**Text under study**
+ + +
Yemenis dig graves on April 4, 2015 to bury the victims of a Saudi airstrike in the village of Bani Matar, 70 kilometers West of Sana’a. (AFP)

A high-ranking Iranian official says Saudi Arabia’s illogical and unreasonable approach caused the UN-backed peace talks on the Yemen War to fail.

Iranian Deputy Foreign Minister for Arab and African Affairs Hossein Jaberi Ansari (seen below) also hailed Yemenis’ support for the newly-formed Supreme Political Council.

“Without a doubt, Saudi Arabia’s illogical and unreasonable approach led to the failure of the Kuwait talks and nullified the UN envoy’s hard work,” he said.

On August 7, the UN-brokered peace talks on the Yemeni conflict ended without an agreement in Kuwait. The negotiations between delegates from the Houthi Ansarullah movement and the former Yemeni government had begun on April 21.

A handout picture released by Kuwait's Ministry of Information on June 27, 2016, shows United Nations Special Envoy for Yemen, Ismail Ould Cheikh Ahmed (2-R) and United Nations Secretary General Ban Ki-moon (2-L) arriving for the Yemeni Peace Talks with Yemeni delegations in Kuwait City. (AFP)

Jaberi Ansari stressed that the talks could have ended the war in Yemen which has had no result but the deaths of thousands of innocent civilians including many women and children.

Yemen has seen almost daily military attacks by Saudi Arabia since late March 2015, with internal sources putting the toll from the bloody aggression at about 10,000.

Noting that the attacks still continue, Jaberi Ansari stressed that with airstrikes on schools and hospitals the Saudi human rights violations have entered a new stage. 

On Monday, a Saudi airstrike on a Doctors Without Borders (MSF) hospital in the Hajjah province killed at least 19 patients and hospital staff, and wounded 24 others. A similar Saudi raid struck a school in Yemen’s Sa’ada province on Saturday, killing 10 children. 

A Yemeni worker cleans at an hospital operated by the the Paris-based aid agency, Doctors Without Borders (MSF), on August 16, 2016 in Abs, in the northern province of Hajjah, a day after the hospital was a hit by a Saudi airstrike. (AFP)
A Yemeni worker cleans at a hospital operated by the the Paris-based aid agency, Doctors without Borders (MSF), on August 16, 2016 in Abs, in the northern province of Hajjah, a day after the hospital was a hit by a Saudi airstrike. (AFP)
+ + +
Point-per-instance localization records:
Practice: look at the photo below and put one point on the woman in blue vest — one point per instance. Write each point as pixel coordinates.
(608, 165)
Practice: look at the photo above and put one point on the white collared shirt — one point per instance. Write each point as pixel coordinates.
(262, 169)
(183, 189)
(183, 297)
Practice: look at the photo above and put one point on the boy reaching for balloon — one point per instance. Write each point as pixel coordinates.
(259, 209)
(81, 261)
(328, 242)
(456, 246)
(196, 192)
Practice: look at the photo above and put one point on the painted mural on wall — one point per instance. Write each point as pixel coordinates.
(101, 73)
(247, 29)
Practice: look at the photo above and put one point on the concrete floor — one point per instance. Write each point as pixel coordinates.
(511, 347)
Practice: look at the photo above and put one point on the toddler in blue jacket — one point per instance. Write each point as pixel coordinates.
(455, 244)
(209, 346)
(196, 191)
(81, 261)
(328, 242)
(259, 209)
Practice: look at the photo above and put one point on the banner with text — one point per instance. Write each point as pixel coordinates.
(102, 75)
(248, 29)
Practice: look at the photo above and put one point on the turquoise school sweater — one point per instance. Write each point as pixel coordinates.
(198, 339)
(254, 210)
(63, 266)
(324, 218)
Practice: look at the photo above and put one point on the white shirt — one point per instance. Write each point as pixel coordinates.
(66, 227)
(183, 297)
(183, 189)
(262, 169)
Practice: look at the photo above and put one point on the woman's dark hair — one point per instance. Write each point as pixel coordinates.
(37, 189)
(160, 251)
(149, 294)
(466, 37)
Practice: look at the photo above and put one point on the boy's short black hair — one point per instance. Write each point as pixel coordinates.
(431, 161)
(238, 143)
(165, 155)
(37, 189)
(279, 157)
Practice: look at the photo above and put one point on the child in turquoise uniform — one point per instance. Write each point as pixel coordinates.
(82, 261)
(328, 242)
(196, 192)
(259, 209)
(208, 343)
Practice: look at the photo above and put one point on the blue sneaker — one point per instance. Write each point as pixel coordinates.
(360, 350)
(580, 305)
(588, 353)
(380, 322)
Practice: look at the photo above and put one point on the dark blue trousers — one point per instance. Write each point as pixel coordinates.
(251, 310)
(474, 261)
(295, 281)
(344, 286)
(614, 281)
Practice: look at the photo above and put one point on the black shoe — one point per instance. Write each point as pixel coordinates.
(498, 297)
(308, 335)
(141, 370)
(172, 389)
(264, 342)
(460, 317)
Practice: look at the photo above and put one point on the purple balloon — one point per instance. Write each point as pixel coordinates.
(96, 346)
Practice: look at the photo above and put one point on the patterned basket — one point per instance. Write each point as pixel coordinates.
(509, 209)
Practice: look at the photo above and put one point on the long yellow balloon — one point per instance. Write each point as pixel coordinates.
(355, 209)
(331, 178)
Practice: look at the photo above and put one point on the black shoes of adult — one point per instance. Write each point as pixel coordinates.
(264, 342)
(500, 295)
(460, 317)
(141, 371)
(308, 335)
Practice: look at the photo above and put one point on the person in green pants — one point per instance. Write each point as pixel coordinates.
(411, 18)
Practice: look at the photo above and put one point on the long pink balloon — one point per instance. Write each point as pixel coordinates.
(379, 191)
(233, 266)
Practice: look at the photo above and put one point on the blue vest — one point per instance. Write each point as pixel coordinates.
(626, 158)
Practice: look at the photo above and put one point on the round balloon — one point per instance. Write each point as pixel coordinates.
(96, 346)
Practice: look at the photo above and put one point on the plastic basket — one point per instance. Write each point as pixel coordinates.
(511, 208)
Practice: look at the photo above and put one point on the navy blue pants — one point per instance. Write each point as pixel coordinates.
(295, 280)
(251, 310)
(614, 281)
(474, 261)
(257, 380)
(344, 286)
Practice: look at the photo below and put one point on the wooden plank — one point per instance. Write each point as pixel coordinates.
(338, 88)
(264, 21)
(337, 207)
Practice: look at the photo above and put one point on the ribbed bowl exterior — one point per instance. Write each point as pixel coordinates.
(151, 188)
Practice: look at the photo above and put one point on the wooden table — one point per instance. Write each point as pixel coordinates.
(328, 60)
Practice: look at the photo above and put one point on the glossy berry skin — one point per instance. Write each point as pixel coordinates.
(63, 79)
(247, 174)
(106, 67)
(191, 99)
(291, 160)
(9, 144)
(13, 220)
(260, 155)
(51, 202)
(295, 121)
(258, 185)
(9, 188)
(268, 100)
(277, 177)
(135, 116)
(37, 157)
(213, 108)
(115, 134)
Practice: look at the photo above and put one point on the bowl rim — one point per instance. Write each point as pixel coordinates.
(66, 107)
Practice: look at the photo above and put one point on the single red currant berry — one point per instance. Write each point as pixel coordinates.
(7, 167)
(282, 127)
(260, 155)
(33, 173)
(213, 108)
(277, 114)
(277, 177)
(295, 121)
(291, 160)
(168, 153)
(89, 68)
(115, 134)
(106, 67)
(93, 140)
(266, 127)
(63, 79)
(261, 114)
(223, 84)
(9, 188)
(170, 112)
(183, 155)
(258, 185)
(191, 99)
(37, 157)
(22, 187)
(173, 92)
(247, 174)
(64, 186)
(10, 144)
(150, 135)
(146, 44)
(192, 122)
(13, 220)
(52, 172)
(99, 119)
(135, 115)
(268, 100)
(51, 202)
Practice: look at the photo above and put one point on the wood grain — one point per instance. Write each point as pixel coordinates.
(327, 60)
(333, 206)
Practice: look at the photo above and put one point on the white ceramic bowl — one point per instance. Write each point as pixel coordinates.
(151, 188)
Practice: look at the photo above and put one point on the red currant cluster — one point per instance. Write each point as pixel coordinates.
+ + +
Can you reproduce the report on the Yemen peace talks between "On August 7, the" and "on April 21.", inclusive, swapping "delegates" for "representatives"?

**Answer**
On August 7, the UN-brokered peace talks on the Yemeni conflict ended without an agreement in Kuwait. The negotiations between representatives from the Houthi Ansarullah movement and the former Yemeni government had begun on April 21.